Parts of the exercise:
A. Copy the film article word for word from "The film is" to "Shan's debut venture.".
B. According to the article about the film Welcome to London, who composed its music?

Text section:
START
- Theatrical Poster
- Directed by: Asad Shan
- Written by: Manju Iyer Asad Shan
- Produced by: Iconic Productions Uk Ltd
- Starring: Sabeeka Imam Asad Shan Aliakbar Campwala
- Edited by: Leo Ferreira, Israr Azam
- Music by: Blair Mowat
- Distributed by: GEO Films
- Release date: 30 January 2015;
- Running time: 109 minutes
- Countries: United Kingdom Pakistan
- Languages: Urdu English

= Welcome to London =

 7 Welcome to London is a British romantic thriller produced, written, directed and starring Asad Shan. Set and filmed in the United Kingdom, the film tells the story of Jai, a young Punjabi man from Delhi who leaves his debt-ridden family in India to fulfill his dream of a brighter future. With luck on his side and a budding romance on the undergrounds of London city, Jai is on his way up until things start to take an unfortunate turn. The film combines elements of crime, drama and romance.

 Welcome to London had its official trailer viewing at the Cannes Film Festival. The London-based film had a successful UK wide release . It has received critical acclaim after its UK release and has gone on to become the most successful British Hindi language film in the UK.
The film is slated for release in the Pakistan on 30 January 2015.

The film has received widespread support from the Bollywood fraternity with actors such as Shahrukh Khan lending advice to the actor, director and filmmaker Asad Shan's debut venture.
END
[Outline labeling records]
START
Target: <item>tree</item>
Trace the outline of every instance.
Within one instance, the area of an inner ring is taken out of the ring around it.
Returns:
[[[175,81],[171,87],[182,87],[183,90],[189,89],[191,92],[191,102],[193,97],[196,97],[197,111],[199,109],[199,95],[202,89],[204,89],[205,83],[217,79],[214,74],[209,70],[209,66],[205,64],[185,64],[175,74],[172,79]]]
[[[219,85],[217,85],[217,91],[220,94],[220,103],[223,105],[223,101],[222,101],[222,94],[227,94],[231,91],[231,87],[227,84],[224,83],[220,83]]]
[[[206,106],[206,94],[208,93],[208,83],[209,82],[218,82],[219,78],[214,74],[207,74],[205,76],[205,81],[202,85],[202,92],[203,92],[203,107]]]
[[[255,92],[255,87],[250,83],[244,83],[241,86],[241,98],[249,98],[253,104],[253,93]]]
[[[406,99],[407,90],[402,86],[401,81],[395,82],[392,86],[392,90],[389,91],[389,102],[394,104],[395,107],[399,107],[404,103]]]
END
Answer set:
A.
The film is slated for release in the Pakistan on 30 January 2015.

The film has received widespread support from the Bollywood fraternity with actors such as Shahrukh Khan lending advice to the actor, director and filmmaker Asad Shan's debut venture.

B. Blair Mowat